> Page text
-=-=-

I think you should leave right now.  But you are tolerating the intolerable, so maybe your line in the sand is drawn in a different place or you simply are too afraid to let go, or worried about money or something.

So prepare, prepare, prepare, then get out.
Meet someone who is not so damaged or defective that they need alcohol to handle the pressures and bad feelings we all feel in everyday life.


 
October 10, 2006, 10:03 am CDT

Please do not take offence but

Quote From: taxigirl5

My husband is an alcoholic and drives drunk.  Just last night he came home after having too many beers and drove himself.  I pray that he gets caught before he kills someone else. He  had heart surgery last March and April and still drinks. I believe he has a death wish for both himself and I.  He repeats himself constantly, doesn't remember things, looses his stuff, thinking I put it somewhere (lost his company cell phone hunting just a week ago).  I read Robin's book and I need to read it again.  I'm scared to death I will loose everything if my husband kills someone due to his drinking and driving. The thing I don't get is he has never gotten a DUI in the 13 years we've been together.  Alanon called that  "a functioning drunk"...... I have the upmost respect for folks that can "kick the addicition".  I will continue to pray that my husband will before it's too late.  I will be watching this episode for sure!!!!!
 If you know your husband drives drunk you probably 'should' know where he goes, which bar or bars....
You say you pray he gets caught before he kills someone else? Then you worry you (and he) will loose everything if your husband kills someone.. I have to say WHAT..
If your husband kills someone, it will be the dead person that lost EVERYTHING...
What you need to do besides praying, which probably WILL NOT work is ...Know where your husband is 'drinking'     talk to the bar owners    talk to the police...    In my state people can be arrested in their driveway, home, etc for being drunk and having been driving
Again, do not take offence, continue to pray BUT ALSO  TAKE ACTION. You are probably the only one who really knows the real story.. As you say he's a Functioning drunk which means he can function when needed. When he's drunk and driving he does not care about 'functioning"
Please take action, you might save him along with some inocent person....And your life with him might be 'nice'    Good Luck to you.
 
October 10, 2006, 10:50 am CDT

Please REPORT HIM THE NEXT TIME HE LEAVES TO DRINK!!

Quote From: getitnowdumb

 If you know your husband drives drunk you probably 'should' know where he goes, which bar or bars....

-=-=-

> Entries supplied
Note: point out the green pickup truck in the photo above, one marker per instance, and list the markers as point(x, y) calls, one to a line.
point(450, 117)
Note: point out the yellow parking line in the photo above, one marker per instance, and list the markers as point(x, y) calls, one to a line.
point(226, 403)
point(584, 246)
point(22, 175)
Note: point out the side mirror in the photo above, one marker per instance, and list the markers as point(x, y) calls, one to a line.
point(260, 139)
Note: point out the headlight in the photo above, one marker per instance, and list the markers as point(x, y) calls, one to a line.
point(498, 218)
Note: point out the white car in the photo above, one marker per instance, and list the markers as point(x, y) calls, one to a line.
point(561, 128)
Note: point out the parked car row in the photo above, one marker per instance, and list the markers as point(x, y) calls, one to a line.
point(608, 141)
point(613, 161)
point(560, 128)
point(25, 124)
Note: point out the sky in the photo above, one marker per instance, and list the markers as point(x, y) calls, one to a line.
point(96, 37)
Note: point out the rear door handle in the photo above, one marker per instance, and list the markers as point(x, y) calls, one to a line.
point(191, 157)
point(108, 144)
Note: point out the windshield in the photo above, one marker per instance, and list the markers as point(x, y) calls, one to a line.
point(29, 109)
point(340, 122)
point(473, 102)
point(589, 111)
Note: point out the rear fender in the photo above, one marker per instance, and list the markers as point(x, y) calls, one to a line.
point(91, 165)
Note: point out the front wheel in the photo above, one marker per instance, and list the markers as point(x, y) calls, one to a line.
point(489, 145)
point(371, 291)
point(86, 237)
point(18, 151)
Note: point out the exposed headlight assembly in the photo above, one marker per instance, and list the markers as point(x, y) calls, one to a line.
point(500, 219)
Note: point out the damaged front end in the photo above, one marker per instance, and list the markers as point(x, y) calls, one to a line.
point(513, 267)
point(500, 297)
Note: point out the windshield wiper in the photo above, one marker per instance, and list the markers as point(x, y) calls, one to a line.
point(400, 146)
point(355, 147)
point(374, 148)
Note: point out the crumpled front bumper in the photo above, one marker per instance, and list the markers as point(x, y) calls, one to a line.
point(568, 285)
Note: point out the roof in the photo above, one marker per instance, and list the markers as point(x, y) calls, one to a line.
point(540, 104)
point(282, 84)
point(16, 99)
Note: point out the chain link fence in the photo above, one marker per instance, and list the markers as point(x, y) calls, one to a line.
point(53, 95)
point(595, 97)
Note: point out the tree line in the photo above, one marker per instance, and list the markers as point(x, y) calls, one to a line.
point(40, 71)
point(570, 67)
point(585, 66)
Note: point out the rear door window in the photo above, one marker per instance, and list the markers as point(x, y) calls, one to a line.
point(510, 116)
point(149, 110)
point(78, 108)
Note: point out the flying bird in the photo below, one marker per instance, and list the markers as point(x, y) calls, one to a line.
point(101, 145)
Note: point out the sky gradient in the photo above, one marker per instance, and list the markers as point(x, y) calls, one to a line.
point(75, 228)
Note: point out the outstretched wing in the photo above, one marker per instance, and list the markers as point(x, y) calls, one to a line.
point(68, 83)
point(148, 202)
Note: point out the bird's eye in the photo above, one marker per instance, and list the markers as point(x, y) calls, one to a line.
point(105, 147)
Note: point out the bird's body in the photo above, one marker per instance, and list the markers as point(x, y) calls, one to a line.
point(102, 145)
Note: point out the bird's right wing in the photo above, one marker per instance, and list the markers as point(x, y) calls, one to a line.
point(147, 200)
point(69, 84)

-=-=-

> Exercise 1
Return the stretch of the drunk-driving forum thread from "So prepare, prepare, prepare, then" through "in everyday life.", copied word for word.
> Exercise 2
Please continue the forum thread about the husband who drives drunk, picking up right after its last line.

> Written answer 1
So prepare, prepare, prepare, then get out.
Meet someone who is not so damaged or defective that they need alcohol to handle the pressures and bad feelings we all feel in everyday life.

> Written answer 2
You say you pray he gets caught before he kills someone else? Then you worry you (and he) will loose everything if your husband kills someone.. I have to say WHAT..
If your husband kills someone, it will be the dead person that lost EVERYTHING...
What you need to do besides praying, which probably WILL NOT work is ...Know where your husband is 'drinking'     talk to the bar owners    talk to the police...    In my state people can be arrested in their driveway, home, etc for being drunk and having been driving
Again, do not take offence, continue to pray BUT ALSO  TAKE ACTION. You are probably the only one who really knows the real story.. As you say he's a Functioning drunk which means he can function when needed. When he's drunk and driving he does not care about 'functioning"
Please take action, you might save him along with some inocent person....And your life with him might be 'nice'    Good Luck to you.
The person that hit me head-on was given permission by his drunken brother (front seat passenger) to drive his car.  As a result they were both drunk by 5:00 pm and hit me at 5:50 pm.  This accident killed his back seat rider (behind the passenger) and almost took my life.  I am a 43 yr. old mother of three (at the time 17, 13 and 11) children that still have terrible memories of me in ICU with tubes coming from all openings in my head and one that was cut in my chest.  We all are in therapy and still live each day with the effects of another persons choice.  Obviously HE though he could function and drive!!  PLEASE MAKE A CHOICE to save someones life and avoid children experiencing what my children had to endure and please make a choice so that someone else's children don't have to ATTEND THEIR PARENTS FUNERAL!!!